→ **Written instruction**: Which of the lines below contain the word "green"? Copy each one in full.
## start
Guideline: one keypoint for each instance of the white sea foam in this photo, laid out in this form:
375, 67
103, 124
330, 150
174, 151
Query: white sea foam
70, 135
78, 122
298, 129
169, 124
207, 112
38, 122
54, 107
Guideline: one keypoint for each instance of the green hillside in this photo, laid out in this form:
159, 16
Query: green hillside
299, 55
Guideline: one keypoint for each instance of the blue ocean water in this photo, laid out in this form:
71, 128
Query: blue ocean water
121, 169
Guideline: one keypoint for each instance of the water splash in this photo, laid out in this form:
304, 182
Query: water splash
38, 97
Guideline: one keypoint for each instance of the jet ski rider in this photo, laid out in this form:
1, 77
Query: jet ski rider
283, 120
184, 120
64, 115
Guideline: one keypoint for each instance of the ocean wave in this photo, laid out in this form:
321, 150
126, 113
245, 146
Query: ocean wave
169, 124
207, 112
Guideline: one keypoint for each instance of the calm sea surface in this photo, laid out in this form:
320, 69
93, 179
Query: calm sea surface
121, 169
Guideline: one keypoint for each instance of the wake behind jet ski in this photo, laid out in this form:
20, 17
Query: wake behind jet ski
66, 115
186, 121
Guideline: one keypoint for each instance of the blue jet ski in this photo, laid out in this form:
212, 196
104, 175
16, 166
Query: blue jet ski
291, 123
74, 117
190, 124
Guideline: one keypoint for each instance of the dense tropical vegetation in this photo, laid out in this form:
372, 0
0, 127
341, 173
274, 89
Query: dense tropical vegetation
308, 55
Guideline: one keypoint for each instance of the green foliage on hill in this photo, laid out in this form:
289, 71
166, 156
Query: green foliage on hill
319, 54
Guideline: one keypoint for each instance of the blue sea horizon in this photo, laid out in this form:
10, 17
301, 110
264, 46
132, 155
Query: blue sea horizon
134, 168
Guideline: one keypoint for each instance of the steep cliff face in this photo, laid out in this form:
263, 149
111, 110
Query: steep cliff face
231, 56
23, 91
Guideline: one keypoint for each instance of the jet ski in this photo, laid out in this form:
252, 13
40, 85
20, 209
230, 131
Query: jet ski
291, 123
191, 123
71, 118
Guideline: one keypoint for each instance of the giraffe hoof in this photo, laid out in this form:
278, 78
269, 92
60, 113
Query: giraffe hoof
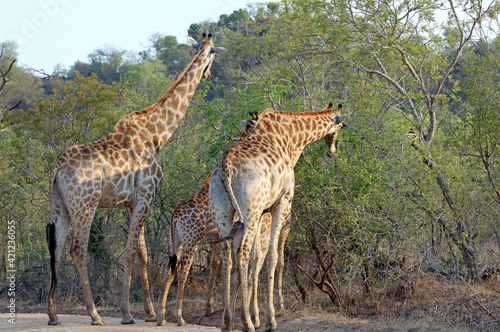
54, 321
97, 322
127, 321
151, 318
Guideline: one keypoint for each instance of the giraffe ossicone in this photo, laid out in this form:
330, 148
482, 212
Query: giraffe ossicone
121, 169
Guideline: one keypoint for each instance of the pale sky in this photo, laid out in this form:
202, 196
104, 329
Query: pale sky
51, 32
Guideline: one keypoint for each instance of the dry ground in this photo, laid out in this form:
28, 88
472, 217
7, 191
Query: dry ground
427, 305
## end
## start
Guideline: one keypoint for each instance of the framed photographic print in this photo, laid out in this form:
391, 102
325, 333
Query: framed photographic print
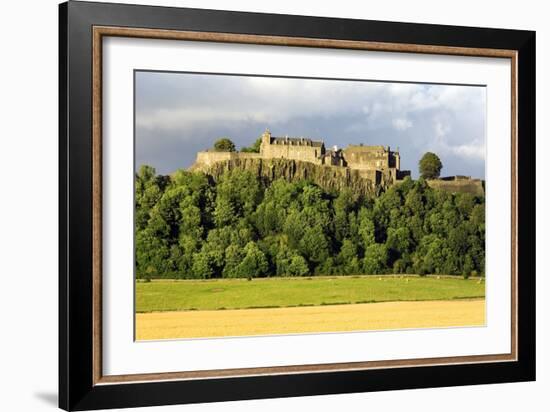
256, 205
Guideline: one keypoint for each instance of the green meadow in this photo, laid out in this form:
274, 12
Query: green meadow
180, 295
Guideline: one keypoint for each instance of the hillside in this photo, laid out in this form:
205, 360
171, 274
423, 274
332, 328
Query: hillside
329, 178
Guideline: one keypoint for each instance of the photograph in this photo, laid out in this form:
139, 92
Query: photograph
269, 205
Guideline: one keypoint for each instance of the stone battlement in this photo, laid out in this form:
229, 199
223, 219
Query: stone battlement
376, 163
## end
→ **Task output**:
Guideline: one keypoint for each instance of the green hillside in this photo, laid out in this form:
Query: green hillside
Guideline: one keypoint for each instance of the green foliage on hill in this photo, laid out in this form:
Query: green foliage on hill
Guideline: one keypoint for each instance of the green meadow in this photo, laid out in this form:
Query: green meadow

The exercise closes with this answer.